»»

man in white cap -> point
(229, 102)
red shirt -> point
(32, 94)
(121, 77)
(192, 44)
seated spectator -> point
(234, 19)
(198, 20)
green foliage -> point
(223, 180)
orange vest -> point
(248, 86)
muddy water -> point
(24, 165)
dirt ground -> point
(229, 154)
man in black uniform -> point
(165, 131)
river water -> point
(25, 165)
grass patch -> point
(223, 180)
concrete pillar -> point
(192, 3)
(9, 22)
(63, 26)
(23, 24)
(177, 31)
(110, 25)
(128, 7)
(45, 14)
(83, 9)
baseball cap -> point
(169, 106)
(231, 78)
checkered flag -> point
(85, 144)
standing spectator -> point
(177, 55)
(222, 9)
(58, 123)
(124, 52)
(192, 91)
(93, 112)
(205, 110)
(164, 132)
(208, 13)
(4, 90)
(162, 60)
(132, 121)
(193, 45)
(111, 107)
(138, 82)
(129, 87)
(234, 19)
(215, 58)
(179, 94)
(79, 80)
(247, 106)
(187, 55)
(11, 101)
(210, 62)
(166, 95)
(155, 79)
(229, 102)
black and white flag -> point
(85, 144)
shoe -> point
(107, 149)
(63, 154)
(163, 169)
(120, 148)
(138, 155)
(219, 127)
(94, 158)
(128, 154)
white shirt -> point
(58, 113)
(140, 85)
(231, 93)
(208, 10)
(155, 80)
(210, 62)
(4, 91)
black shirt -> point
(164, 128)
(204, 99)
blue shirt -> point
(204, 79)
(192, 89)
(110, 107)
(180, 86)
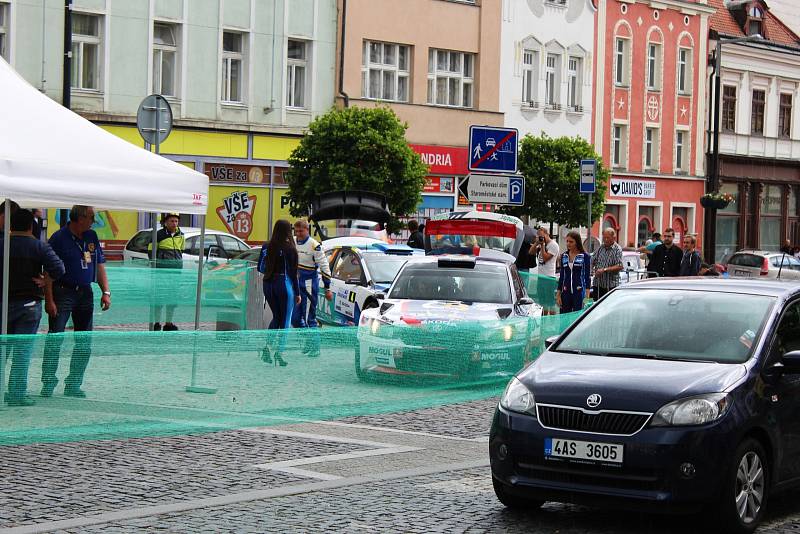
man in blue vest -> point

««

Reproduce all the entries that precede this task, word for word, minus any pictures.

man in white cap -> point
(229, 102)
red shirt -> point
(32, 94)
(121, 77)
(192, 44)
seated spectator -> point
(234, 19)
(198, 20)
green foliage -> point
(223, 180)
orange vest -> point
(248, 86)
muddy water -> point
(24, 165)
dirt ground -> point
(229, 154)
man in black uniform -> point
(165, 131)
river water -> point
(25, 165)
grass patch -> point
(223, 180)
concrete pillar -> point
(192, 3)
(9, 22)
(63, 26)
(23, 24)
(177, 31)
(110, 25)
(128, 7)
(45, 14)
(83, 9)
baseball cap -> point
(169, 106)
(231, 78)
checkered flag -> point
(85, 144)
standing spectator -> point
(177, 55)
(222, 9)
(58, 123)
(124, 52)
(192, 91)
(93, 112)
(205, 110)
(164, 132)
(208, 13)
(4, 90)
(162, 60)
(132, 121)
(193, 45)
(111, 107)
(138, 82)
(129, 87)
(234, 19)
(215, 58)
(179, 94)
(79, 80)
(247, 106)
(187, 55)
(11, 101)
(210, 62)
(166, 95)
(155, 79)
(229, 102)
black and white flag -> point
(85, 144)
shoe -> point
(107, 149)
(63, 154)
(163, 169)
(120, 148)
(138, 155)
(219, 127)
(94, 158)
(128, 154)
white shirt -> point
(58, 113)
(140, 85)
(231, 93)
(208, 10)
(155, 80)
(210, 62)
(4, 91)
black shirt -> point
(164, 128)
(204, 99)
blue shirt -> point
(204, 79)
(192, 89)
(110, 107)
(180, 86)
man in blue vest -> point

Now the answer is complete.